DO THIS:
Count the lines in the records below that contain the word "wall", matching case exactly, and reply with the count alone.

--- INPUT DATA ---

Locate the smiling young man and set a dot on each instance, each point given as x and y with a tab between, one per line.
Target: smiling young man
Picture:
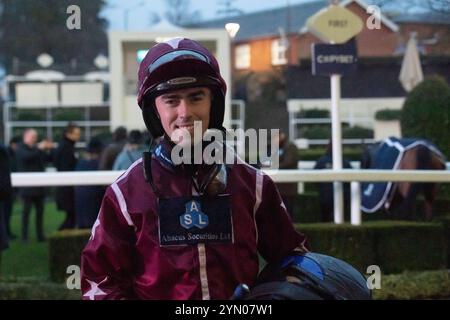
189	230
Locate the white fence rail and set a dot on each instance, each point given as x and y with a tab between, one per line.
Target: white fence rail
84	178
347	175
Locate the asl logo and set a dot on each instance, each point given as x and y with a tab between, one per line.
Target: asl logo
194	217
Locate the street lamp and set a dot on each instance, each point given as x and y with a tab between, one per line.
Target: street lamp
127	10
232	29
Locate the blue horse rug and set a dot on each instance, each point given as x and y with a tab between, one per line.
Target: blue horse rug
387	156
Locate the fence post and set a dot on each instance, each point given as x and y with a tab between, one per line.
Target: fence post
356	203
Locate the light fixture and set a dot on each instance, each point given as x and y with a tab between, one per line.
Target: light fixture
232	29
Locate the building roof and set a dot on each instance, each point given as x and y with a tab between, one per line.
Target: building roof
432	17
265	23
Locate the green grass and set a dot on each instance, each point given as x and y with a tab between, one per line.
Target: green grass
414	285
29	259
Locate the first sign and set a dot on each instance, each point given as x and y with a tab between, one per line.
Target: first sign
335	24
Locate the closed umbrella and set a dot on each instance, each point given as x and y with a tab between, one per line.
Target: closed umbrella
411	72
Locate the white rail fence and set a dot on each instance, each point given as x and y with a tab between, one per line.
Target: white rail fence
355	176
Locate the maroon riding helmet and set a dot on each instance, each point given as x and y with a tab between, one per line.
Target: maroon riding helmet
177	64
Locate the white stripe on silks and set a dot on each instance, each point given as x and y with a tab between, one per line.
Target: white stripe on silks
258	190
122	204
134	164
258	198
203	274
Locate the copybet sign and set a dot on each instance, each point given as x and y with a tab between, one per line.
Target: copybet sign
335	24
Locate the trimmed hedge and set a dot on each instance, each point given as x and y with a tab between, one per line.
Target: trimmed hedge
406	286
388	114
64	250
35	289
426	112
394	246
414	285
307	208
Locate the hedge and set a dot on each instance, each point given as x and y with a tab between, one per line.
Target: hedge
394	246
426	112
414	285
307	208
64	250
35	289
388	114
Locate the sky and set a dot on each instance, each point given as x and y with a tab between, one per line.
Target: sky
139	11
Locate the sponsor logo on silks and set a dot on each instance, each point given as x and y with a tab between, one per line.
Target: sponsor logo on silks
158	150
193	216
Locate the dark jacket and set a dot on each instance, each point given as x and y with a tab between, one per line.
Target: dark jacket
109	155
64	160
5	192
31	159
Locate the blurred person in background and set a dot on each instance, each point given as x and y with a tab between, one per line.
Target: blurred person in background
88	198
64	159
288	159
110	153
32	157
131	152
5	193
9	201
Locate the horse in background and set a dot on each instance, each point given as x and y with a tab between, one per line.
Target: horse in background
398	198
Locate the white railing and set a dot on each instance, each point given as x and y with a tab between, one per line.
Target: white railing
346	175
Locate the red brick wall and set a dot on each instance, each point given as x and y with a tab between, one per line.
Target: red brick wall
370	43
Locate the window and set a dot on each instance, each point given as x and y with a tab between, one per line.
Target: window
279	48
242	56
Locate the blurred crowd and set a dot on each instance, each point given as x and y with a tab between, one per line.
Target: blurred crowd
79	204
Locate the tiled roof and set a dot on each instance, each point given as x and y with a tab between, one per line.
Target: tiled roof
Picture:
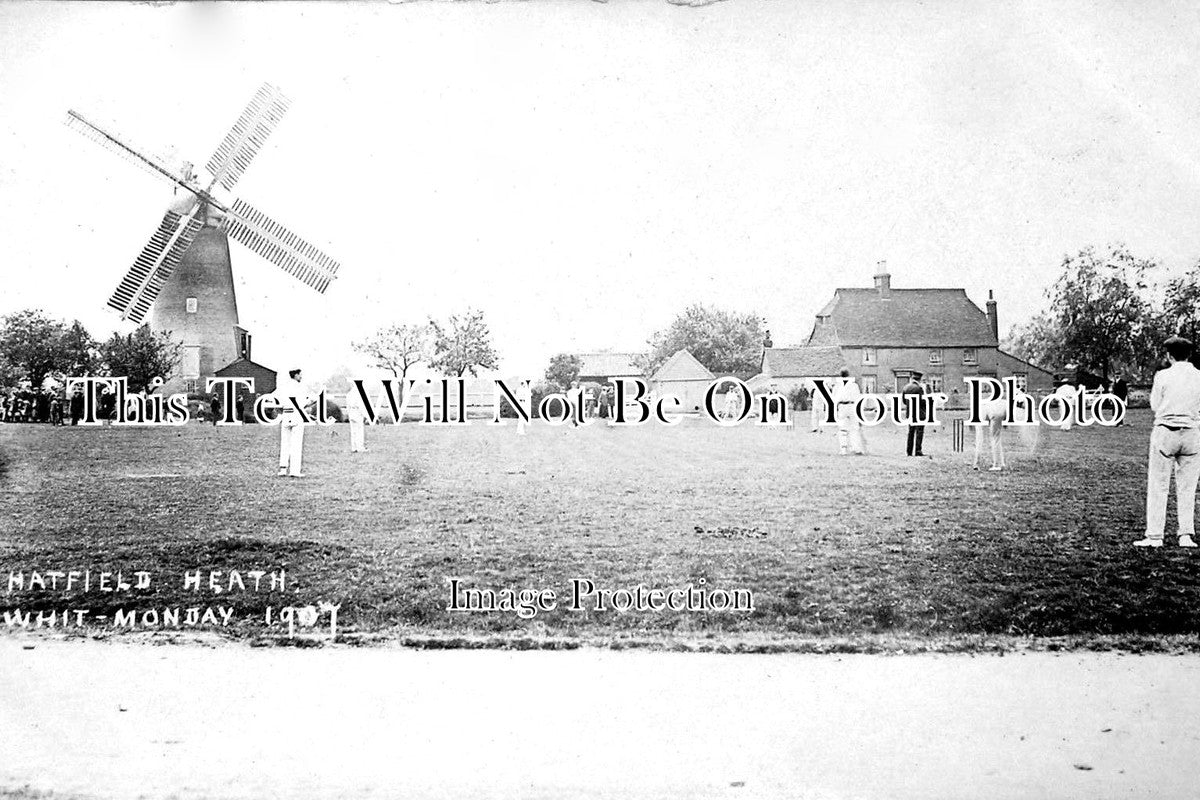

---

ANSWER TO THE EXERCISE:
2